*WHAT YOU SHOULD DO*
From the rows below, pull out every line that contains the string "hill", and copy each one unchanged in its original order.

— START OF EXERCISE MATERIALS —

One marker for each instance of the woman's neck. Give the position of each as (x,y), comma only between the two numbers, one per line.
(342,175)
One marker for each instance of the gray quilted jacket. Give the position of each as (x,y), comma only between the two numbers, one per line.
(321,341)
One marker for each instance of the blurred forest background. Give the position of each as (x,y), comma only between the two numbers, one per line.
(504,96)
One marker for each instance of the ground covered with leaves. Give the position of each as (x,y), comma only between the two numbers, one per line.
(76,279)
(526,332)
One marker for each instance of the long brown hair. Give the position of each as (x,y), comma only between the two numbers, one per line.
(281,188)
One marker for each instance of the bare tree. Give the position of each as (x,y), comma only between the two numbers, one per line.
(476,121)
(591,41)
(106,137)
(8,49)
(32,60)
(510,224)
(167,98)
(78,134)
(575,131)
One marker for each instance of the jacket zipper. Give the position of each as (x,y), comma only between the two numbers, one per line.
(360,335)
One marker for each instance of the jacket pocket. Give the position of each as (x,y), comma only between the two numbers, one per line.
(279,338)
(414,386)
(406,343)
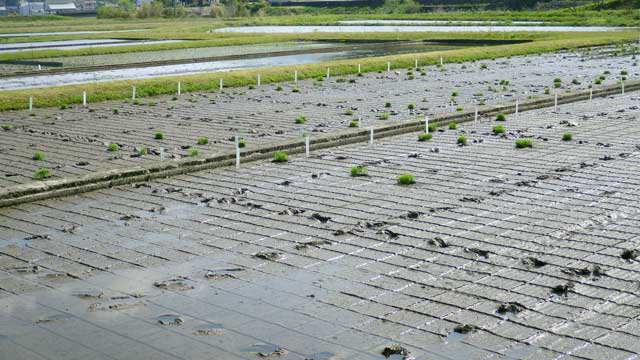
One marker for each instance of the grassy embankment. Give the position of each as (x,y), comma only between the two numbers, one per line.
(121,90)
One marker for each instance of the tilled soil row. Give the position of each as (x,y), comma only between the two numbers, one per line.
(24,193)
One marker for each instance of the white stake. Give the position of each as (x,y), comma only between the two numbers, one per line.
(306,145)
(237,152)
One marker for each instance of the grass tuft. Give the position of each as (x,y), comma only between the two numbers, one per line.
(359,171)
(406,179)
(524,143)
(280,156)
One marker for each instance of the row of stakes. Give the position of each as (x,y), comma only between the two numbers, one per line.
(307,139)
(221,84)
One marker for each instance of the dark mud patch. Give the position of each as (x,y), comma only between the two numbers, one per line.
(176,284)
(170,320)
(211,329)
(312,243)
(268,255)
(221,274)
(266,350)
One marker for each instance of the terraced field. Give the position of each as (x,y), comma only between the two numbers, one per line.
(74,140)
(494,252)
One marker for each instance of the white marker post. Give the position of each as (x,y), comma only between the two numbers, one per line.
(306,145)
(237,152)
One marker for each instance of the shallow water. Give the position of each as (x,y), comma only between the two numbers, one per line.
(224,65)
(75,44)
(294,29)
(9,35)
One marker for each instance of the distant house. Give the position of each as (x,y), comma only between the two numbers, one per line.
(31,8)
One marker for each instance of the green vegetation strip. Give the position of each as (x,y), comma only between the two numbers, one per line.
(121,90)
(47,189)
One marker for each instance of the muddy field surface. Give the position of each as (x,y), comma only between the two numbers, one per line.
(74,140)
(495,252)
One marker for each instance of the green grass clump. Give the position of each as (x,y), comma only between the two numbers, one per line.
(406,179)
(280,156)
(203,141)
(42,174)
(425,136)
(359,171)
(524,143)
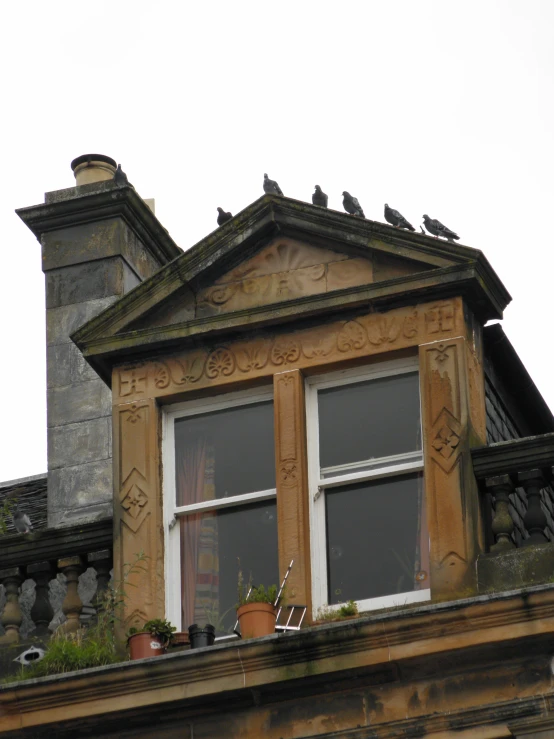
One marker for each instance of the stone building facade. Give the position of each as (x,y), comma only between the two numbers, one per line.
(351,413)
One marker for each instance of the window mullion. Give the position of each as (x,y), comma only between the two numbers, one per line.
(217,503)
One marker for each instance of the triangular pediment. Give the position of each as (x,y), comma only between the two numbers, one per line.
(277,260)
(282,270)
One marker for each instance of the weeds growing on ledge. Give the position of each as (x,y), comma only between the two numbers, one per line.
(89,646)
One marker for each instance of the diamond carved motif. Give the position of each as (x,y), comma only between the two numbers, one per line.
(133,504)
(446,438)
(446,441)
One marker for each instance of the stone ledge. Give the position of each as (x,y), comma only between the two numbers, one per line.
(50,544)
(524,567)
(369,651)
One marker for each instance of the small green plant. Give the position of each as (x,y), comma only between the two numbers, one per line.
(157,627)
(248,593)
(328,613)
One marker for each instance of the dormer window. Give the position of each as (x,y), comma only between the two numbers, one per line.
(369,536)
(222,494)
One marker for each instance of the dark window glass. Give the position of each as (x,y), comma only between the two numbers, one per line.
(224,453)
(375,538)
(369,420)
(211,546)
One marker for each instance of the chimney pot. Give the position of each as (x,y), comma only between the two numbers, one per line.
(93,168)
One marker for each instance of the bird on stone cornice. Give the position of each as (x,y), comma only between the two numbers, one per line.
(319,197)
(352,205)
(438,229)
(21,521)
(271,187)
(120,178)
(395,218)
(223,216)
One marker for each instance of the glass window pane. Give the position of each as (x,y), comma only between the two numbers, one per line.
(224,453)
(369,419)
(212,544)
(377,543)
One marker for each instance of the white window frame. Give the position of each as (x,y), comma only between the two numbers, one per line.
(373,469)
(171,512)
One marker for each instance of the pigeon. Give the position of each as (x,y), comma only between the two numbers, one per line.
(21,521)
(271,187)
(396,219)
(351,205)
(223,217)
(319,197)
(120,178)
(438,229)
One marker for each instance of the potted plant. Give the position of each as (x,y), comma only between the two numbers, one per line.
(152,640)
(326,614)
(256,609)
(201,637)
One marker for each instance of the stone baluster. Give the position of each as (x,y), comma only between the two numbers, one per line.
(535,519)
(12,617)
(41,612)
(72,604)
(102,563)
(502,524)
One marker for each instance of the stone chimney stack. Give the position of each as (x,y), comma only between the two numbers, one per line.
(99,240)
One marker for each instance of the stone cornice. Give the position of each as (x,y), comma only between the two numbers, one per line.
(101,201)
(103,349)
(378,645)
(18,550)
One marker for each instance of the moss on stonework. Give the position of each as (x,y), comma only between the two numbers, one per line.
(516,568)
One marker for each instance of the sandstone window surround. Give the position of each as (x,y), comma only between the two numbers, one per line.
(203,524)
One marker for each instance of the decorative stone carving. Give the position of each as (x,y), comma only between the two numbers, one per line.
(137,513)
(292,482)
(267,353)
(220,362)
(440,318)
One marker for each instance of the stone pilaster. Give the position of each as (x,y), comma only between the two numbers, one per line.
(292,485)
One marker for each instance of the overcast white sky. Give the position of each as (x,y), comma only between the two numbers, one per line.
(439,107)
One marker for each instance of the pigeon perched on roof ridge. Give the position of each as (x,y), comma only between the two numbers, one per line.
(351,205)
(223,216)
(21,521)
(120,178)
(271,187)
(436,228)
(319,197)
(395,218)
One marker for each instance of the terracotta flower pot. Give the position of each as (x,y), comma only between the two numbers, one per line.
(143,645)
(256,619)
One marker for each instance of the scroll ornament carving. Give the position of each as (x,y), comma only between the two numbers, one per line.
(134,414)
(253,356)
(220,362)
(285,351)
(440,318)
(351,336)
(132,381)
(364,334)
(178,371)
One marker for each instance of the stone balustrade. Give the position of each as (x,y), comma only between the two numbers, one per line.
(515,479)
(82,555)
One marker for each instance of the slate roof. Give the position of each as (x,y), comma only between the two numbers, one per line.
(31,494)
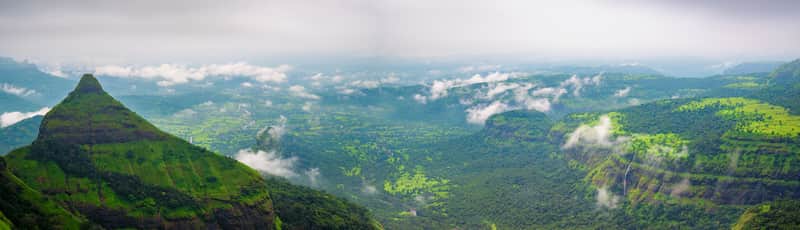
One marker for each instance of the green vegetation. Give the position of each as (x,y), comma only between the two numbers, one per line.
(19,134)
(23,207)
(782,214)
(305,208)
(753,116)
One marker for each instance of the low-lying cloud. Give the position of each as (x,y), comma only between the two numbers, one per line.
(598,135)
(15,90)
(170,74)
(268,162)
(578,83)
(301,92)
(623,92)
(439,88)
(10,118)
(478,115)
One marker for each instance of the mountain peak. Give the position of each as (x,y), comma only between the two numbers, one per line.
(89,115)
(89,84)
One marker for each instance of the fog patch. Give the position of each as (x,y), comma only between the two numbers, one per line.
(307,107)
(368,189)
(313,176)
(17,91)
(268,162)
(439,88)
(578,83)
(10,118)
(172,74)
(681,188)
(478,115)
(623,92)
(300,91)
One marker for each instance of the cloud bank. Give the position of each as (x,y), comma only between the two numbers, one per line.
(170,74)
(18,91)
(598,135)
(301,92)
(478,115)
(268,162)
(10,118)
(623,92)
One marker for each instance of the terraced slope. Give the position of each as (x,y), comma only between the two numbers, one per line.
(112,167)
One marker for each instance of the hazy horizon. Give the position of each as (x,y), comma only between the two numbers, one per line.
(190,32)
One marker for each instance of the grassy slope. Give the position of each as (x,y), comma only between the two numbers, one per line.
(23,207)
(103,160)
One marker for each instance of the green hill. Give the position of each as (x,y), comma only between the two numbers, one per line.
(20,134)
(108,164)
(23,207)
(783,214)
(111,167)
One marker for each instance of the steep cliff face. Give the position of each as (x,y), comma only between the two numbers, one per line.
(102,160)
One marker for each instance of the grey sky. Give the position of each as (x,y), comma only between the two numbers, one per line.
(109,31)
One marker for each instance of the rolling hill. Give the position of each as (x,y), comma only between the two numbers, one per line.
(107,165)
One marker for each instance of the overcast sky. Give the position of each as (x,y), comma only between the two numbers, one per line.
(198,31)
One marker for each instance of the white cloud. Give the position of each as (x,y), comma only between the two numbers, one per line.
(606,199)
(375,83)
(10,118)
(623,92)
(578,83)
(439,88)
(598,135)
(549,91)
(369,189)
(169,74)
(539,104)
(300,91)
(420,99)
(268,162)
(472,68)
(634,101)
(18,91)
(479,114)
(307,106)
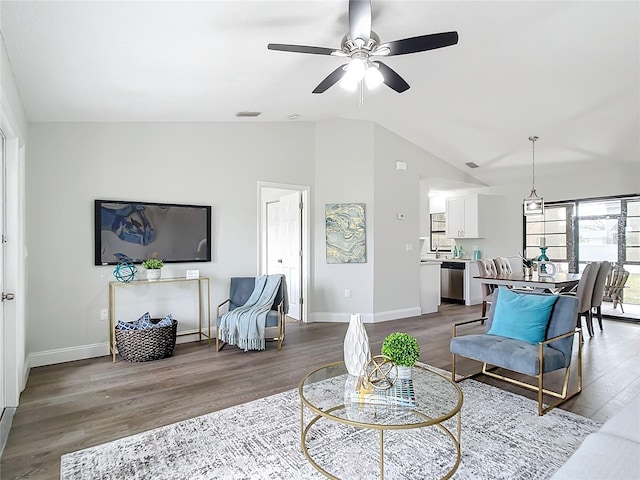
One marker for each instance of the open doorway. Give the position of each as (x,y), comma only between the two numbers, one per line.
(284,246)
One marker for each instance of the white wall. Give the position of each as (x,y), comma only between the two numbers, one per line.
(343,174)
(13,357)
(70,165)
(397,192)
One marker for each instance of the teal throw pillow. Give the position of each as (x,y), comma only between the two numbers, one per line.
(522,316)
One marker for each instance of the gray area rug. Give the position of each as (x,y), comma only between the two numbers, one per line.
(502,438)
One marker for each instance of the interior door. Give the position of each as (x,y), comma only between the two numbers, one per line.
(290,246)
(274,232)
(3,336)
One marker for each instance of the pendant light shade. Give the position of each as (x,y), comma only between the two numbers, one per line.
(533,204)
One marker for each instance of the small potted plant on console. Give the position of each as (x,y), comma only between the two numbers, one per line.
(403,349)
(153,267)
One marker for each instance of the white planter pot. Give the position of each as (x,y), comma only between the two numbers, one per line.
(154,274)
(356,347)
(404,373)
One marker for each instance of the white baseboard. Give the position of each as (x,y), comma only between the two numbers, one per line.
(366,317)
(5,425)
(70,354)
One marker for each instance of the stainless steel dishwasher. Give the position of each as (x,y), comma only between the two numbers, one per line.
(452,282)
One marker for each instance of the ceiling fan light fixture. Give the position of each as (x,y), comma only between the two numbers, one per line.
(356,70)
(348,84)
(373,78)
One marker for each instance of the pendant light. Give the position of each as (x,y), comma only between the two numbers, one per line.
(533,204)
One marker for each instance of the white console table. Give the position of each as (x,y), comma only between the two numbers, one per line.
(199,282)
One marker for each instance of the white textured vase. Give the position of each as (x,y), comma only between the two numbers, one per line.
(404,373)
(356,347)
(153,274)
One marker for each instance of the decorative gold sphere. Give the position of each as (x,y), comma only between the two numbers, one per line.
(381,372)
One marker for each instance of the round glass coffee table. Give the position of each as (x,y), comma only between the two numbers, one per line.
(327,392)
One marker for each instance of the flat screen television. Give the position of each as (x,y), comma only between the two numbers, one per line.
(140,230)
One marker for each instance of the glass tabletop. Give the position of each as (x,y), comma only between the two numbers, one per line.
(328,392)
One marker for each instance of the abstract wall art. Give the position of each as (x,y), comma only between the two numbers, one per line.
(345,228)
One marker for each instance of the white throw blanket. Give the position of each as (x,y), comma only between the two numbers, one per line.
(245,325)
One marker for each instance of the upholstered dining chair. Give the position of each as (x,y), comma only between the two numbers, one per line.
(614,286)
(584,294)
(503,266)
(598,290)
(487,268)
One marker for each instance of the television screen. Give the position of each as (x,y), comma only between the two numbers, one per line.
(141,230)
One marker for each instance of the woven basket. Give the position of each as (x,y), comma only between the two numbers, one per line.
(147,344)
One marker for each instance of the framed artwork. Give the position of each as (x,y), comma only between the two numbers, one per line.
(345,229)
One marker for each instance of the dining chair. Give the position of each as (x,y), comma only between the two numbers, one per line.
(503,266)
(487,268)
(598,290)
(584,294)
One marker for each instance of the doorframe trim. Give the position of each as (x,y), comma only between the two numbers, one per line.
(306,237)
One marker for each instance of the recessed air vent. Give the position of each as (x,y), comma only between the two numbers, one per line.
(248,114)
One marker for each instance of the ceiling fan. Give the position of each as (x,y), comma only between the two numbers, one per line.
(361,44)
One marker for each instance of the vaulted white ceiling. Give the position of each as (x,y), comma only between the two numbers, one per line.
(568,72)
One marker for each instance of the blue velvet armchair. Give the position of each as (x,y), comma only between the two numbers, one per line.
(240,289)
(553,353)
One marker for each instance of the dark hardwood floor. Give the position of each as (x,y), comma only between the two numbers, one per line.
(70,406)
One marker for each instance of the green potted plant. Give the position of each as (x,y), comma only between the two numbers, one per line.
(153,267)
(403,349)
(527,266)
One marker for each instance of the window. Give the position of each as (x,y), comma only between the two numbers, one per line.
(586,230)
(439,243)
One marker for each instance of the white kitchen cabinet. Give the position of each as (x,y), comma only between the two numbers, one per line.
(429,286)
(465,216)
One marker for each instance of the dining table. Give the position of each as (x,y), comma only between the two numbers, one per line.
(557,283)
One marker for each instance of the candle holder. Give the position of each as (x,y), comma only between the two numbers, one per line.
(543,258)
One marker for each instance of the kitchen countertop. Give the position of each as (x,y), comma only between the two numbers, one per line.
(443,259)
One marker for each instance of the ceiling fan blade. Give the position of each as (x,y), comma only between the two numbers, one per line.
(421,43)
(392,79)
(301,49)
(333,78)
(360,20)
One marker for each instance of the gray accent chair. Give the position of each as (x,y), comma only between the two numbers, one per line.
(554,353)
(598,291)
(240,289)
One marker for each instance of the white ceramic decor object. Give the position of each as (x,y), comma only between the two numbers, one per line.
(356,347)
(548,271)
(154,274)
(404,373)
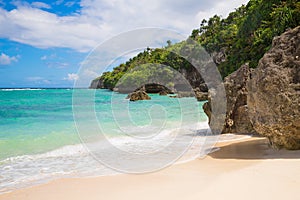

— END OF EXERCISE MATERIALS —

*EXERCISE RESULT*
One marker for each instance of the green hill. Give the position of each as (x,y), comma only between the two numbers, one per line.
One marker for each instance of the rolling hill. Give the position of each as (x,y), comma only between the two numbers, one per line.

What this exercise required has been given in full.